= Extracted text =
# Whats the difference between Corned Beef and Pastrami?  Need a definition



## rbranstner (Mar 13, 2011)

I was watching Man Vs. Food the past two days and I saw the same episode both days and I though I heard them wrong the first day. He was at some deli in New York and they are known for their Pastrami and Corned been sandwiches. I must be misunderstanding the difference between the two. I understood that a Pastrami was just a smoked corned beef brisket flat.

They were explaining how they make their sandwiches and how they smoke all of their meat them selves and they said that the two meats actually come from a different part of the cow. The Corned Beef was from the brisket and the Pastrami came from some cut around the belly area.  Anyone care in enlighten me on this topic.


----------



## the dude abides (Mar 13, 2011)

I was always under the impression that pastrami was smoked corned beef too.  But I suppose you could call almost any cut of beef that's been cured then smoked a pastrami.  I guess it doesn't have to be beef either.  I've had turkey pastrami before.


----------



## garyc (Mar 13, 2011)

*Pastrami* (Romanian: _pastramă_, Yiddish: פּאַסטראָמע _pastróme_), is a popular delicatessen meat usually made from beef and, traditionally in Romania, also from pork and mutton. Like corned beef, pastrami was originally created as a way to preserve meat before modern refrigeration. For pastrami, the raw meat is brined, partly dried, seasoned with various herbs and spices, then smoked and steamed. In the United States, although beef navels are the traditional cut of meat for making pastrami, it is now common to see pastrami made from beef brisket, beef round and turkey.

= Record list =
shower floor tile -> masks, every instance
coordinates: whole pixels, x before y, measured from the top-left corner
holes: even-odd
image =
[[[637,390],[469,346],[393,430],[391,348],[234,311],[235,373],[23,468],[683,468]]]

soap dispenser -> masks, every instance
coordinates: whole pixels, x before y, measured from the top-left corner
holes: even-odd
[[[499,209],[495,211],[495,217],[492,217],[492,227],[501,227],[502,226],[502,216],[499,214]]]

= Request =
Extend the forum thread on corned beef and pastrami, beginning after its final sentence. The records are separate material and are unrelated to the forum thread on corned beef and pastrami.

= Result of the task =
[h2] [/h2]

http://en.wikipedia.org/wiki/Pastrami


----------



## rbranstner (Mar 13, 2011)

So basically a pastrami is a corned beef that has been smoked but it can come from various parts of the beef. But a corned beef is not smoked at all then.


----------



## SmokinAl (Mar 14, 2011)

That's right corned beef is not smoked. Just cured.


----------



## alelover (Mar 14, 2011)

From what I've seen, heard and read, pastrami is also seasoned differently than corned beef. Typically pastrami is usually rubbed with a combination of  coriander, black pepper, mustard seed, allspice and juniper berries where as corned beef is boiled with these seasonings. Resulting in Pastrami being spicier and smokier.


----------



## uncle_lar (Mar 14, 2011)

Yep thats about it in a nut shell

I use the same brine cure whether I am making corned beef or pastrami

I sometimes roast my corned beef to make it into deli style meat instead of

boiling it with cabbage and I season it with just a touch of pickling spice.

my pastrami I use corriander, mustard seed and black pepper. I usually smoke my pastrami

with cherry wood


----------



## macbillybob (Mar 16, 2011)

I cut the untrimmed brisket in half, flat and point. I brine them both then smoke the flat section coated with cracked and toasted coriander seeds and black pepper. Smoke to 150. rest in fridge, vacuum pack, steam for 3 hours before slicing.

Boil the point for Corned Beef.

Just my version. As always there are many ways to skin a brisket.


----------



## garyc (Mar 17, 2011)

I was just at Kroger and saw a Pastrami made from Bottom Round Roast. I almost bought some to see what it tasted like. It looked good anyway.


----------



## pops6927 (Mar 18, 2011)

We would take our left over rolled rump roasts and rolled rib roasts and put them in the brine for corned beef - nothing like prime rib rolled rib roast cooked with saurkraut as a corned beef!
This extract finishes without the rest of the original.